**EXERCISE DESCRIPTION**
Print the data exactly as it is given, please.

[start SUPPLIED DATA]

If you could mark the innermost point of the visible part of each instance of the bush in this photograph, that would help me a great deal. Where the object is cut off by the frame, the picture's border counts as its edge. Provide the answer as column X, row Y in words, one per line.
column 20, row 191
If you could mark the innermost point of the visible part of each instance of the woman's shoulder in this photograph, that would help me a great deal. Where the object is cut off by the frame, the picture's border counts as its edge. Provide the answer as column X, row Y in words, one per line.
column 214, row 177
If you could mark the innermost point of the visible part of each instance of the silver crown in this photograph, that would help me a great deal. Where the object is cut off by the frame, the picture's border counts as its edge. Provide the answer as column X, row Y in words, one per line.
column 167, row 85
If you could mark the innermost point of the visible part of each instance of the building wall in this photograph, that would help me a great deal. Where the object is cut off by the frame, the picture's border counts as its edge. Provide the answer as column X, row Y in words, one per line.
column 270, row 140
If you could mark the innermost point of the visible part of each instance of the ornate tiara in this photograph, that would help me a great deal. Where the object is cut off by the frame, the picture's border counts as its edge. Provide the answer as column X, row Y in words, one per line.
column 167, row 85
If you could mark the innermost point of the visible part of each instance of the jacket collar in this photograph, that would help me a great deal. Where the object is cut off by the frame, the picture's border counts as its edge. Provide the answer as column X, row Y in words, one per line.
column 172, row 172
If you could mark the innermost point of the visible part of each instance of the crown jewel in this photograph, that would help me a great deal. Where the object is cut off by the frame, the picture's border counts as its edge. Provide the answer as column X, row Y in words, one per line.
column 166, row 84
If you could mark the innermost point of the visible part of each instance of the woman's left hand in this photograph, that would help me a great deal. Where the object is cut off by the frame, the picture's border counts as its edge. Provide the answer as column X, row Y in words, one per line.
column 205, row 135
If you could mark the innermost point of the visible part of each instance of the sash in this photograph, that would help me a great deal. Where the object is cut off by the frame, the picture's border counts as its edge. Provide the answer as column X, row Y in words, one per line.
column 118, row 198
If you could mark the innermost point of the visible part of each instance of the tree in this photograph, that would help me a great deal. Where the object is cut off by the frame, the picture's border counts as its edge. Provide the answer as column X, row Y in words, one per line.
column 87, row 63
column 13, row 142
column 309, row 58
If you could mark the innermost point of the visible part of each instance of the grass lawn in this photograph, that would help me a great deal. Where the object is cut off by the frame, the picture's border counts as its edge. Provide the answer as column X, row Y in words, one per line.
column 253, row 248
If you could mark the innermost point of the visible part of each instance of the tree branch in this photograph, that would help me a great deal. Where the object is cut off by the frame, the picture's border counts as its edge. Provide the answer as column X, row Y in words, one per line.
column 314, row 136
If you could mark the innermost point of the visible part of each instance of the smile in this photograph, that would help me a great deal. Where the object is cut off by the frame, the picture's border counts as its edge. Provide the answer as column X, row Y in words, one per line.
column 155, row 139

[end SUPPLIED DATA]

**SOLVED PROBLEM**
If you could mark the innermost point of the visible part of each instance of the bush in this photograph, that would help me a great deal. Where the object is cut off by the frame, the picture's border counts as its edge. Provide the answer as column X, row Y in words, one per line.
column 20, row 191
If you could mark the innermost point of the visible part of each instance of the woman's shoulder in this photograph, that would help me a great deal. Where the object is cut off by the frame, the picture's border counts as its edge. Provide the answer as column X, row Y in words, one per line.
column 214, row 177
If you could mark the innermost point of the visible part of each instance of the silver crown in this photograph, that would help me a great deal. Where the object is cut off by the frame, the picture's border counts as its edge. Provide the answer as column X, row Y in words, one per line.
column 167, row 85
If you could mark the innermost point of the visible part of each instance of the building wall in this photograph, that would help me a great deal. Where the object is cut off by the frame, the picture's border counts as its edge. Provide the answer as column X, row Y in words, one per line.
column 270, row 140
If you could mark the innermost point of the visible part of each instance of the ornate tiara in this photograph, that would help me a great deal. Where the object is cut off by the frame, the picture's border counts as its edge. Provide the answer as column X, row Y in words, one per line.
column 167, row 85
If you could mark the innermost point of the visible part of each instance of the jacket collar in this photograph, that would help me a great deal. Where the object is cut off by the frame, the picture's border counts as its edge. Provide the answer as column X, row Y in words, one per line.
column 172, row 172
If you could mark the innermost point of the visible part of each instance of the crown jewel in this photograph, that would help me a great deal. Where the object is cut off by the frame, the picture's border counts as its edge. Provide the answer as column X, row Y in words, one per line.
column 166, row 84
If you could mark the innermost point of the visible part of each instance of the woman's left hand in this photograph, that would help me a great deal. Where the object is cut off by the frame, the picture's border counts as its edge. Provide the answer as column X, row Y in words, one per line.
column 205, row 135
If you could mark the innermost point of the visible part of each instance of the sash in this photograph, that would help me a great deal. Where the object is cut off by the frame, the picture's border counts as its edge. Provide the answer as column X, row Y in words, one per line.
column 118, row 198
If you could mark the innermost point of the visible part of each instance of the tree in this photograph, that would help me a great deal. Where the object is cut off by the frame, the picture's border counts as its edge. Provide the answer as column X, row Y in words, one per line.
column 87, row 63
column 13, row 142
column 309, row 58
If you could mark the innermost point of the visible part of each instance of the grass lawn in this photograph, that would help me a great deal. Where the object is cut off by the frame, the picture's border counts as its edge. Provide the answer as column X, row Y in words, one per line.
column 253, row 248
If you could mark the innermost point of the visible part of each instance of the tree branch in this photograph, that would help me a great deal. Where the object is cut off by the frame, the picture's border counts as its edge. Provide the answer as column X, row Y in words, one per line.
column 314, row 136
If you could mark the innermost point of the visible part of each instance of the smile in this photograph, that would help me a great deal. Where the object is cut off by the frame, the picture's border counts as its edge. Provide the answer as column X, row Y in words, one per line.
column 155, row 139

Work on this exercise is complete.